[Begin STORED ROWS]
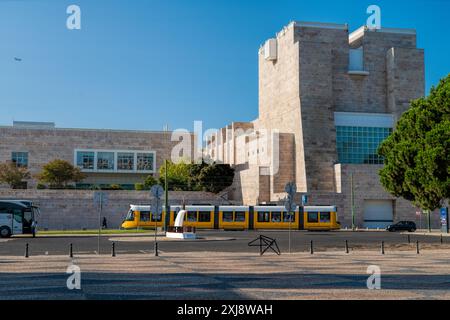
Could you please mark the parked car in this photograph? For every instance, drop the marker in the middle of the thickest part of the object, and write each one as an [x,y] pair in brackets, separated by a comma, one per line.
[402,226]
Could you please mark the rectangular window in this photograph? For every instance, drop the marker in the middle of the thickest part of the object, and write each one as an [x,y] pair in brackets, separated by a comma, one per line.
[240,216]
[192,216]
[145,216]
[276,216]
[263,216]
[356,62]
[204,216]
[20,159]
[105,161]
[313,217]
[145,162]
[288,216]
[359,145]
[156,218]
[227,216]
[85,160]
[125,161]
[325,217]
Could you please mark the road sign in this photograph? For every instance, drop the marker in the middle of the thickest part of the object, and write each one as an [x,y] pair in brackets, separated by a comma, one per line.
[157,191]
[444,220]
[101,198]
[304,200]
[291,189]
[290,206]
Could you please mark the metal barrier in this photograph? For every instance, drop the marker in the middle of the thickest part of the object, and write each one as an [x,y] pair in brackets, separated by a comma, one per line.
[265,243]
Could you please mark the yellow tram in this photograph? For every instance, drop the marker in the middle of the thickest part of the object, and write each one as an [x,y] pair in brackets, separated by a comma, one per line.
[311,218]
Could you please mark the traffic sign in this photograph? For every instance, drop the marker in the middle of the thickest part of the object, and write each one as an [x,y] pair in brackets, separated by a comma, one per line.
[291,189]
[157,191]
[101,198]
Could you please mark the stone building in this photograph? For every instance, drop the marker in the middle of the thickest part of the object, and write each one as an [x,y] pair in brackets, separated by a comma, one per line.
[105,156]
[327,99]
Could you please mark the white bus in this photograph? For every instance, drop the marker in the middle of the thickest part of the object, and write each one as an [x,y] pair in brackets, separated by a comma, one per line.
[17,217]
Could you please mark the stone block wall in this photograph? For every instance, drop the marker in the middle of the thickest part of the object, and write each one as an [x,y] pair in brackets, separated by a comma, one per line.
[75,209]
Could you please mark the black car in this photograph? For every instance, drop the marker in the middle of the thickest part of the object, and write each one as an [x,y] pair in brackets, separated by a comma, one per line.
[402,226]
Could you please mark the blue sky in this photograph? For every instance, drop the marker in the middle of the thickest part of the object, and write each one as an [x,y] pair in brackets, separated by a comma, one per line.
[143,64]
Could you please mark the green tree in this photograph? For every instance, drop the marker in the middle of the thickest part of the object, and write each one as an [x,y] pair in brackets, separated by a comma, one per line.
[215,177]
[177,176]
[149,182]
[58,173]
[13,175]
[417,154]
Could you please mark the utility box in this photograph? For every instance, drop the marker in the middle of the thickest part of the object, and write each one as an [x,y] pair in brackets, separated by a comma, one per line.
[270,50]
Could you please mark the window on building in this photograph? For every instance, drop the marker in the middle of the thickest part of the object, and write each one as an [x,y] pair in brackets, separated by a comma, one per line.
[359,145]
[105,161]
[145,162]
[356,62]
[125,161]
[85,160]
[313,217]
[20,159]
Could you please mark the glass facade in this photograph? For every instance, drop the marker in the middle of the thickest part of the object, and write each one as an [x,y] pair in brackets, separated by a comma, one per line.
[144,161]
[125,161]
[20,159]
[359,145]
[85,160]
[105,161]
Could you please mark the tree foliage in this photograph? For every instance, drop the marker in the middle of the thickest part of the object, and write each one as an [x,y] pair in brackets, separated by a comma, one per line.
[197,176]
[58,173]
[13,175]
[417,154]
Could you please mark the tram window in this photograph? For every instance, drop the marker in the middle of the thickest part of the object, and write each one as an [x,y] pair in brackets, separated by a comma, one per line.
[263,216]
[158,217]
[240,216]
[192,216]
[130,216]
[276,216]
[313,217]
[18,215]
[227,217]
[287,216]
[204,216]
[145,216]
[325,217]
[28,216]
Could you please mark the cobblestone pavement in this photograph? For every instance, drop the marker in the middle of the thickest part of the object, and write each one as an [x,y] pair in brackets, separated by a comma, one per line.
[209,275]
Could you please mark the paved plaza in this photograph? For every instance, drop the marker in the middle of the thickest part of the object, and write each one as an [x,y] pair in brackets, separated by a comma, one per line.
[236,276]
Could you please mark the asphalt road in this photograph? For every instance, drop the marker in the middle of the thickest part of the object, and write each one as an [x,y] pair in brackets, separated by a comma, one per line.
[238,242]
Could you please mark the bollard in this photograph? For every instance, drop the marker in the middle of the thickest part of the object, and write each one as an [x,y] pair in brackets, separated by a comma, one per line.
[113,254]
[156,249]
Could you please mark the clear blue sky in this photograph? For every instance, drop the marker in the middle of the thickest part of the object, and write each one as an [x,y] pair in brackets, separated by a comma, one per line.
[142,64]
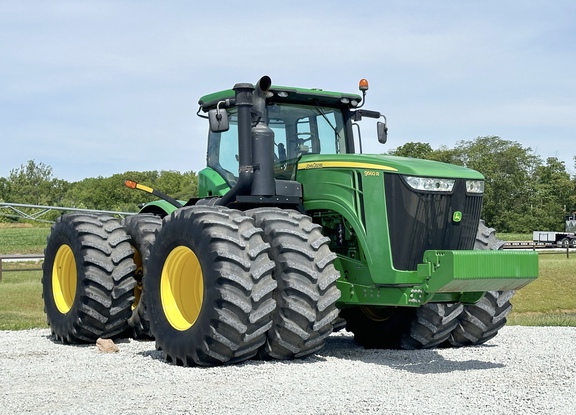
[End STORED ROWS]
INSTRUCTION:
Rewrite the entries starting at the line containing "Could you please mark the asphalt" and ending at the last line of the entries, both included. Keep the requests as they are, multiply every x and y coordinate in the answers by 1.3 and round to whole numbers (halves up), and leave the pictures out.

ANSWER TO THIS TASK:
Could you please mark the asphalt road in this photograph? For every instance, drop the marker in the middle of the thickest part of the object, and write each one as an [x,y] pair in brackets, separated by a comma, one per line.
[309,315]
Could you please mark the bollard in this photograph? For every instance, drop the marker in the middle of the thickest part of the object, and write each one as an [x,y] pair in brackets, separated by a comma, one per line.
[147,330]
[203,324]
Could you please mark the clear blue sky in this photograph? For every instance, drop the marker in the middle of the thickest part of the object, and write each one as an [x,y] pair in brackets, separated by a comma, one per line.
[185,83]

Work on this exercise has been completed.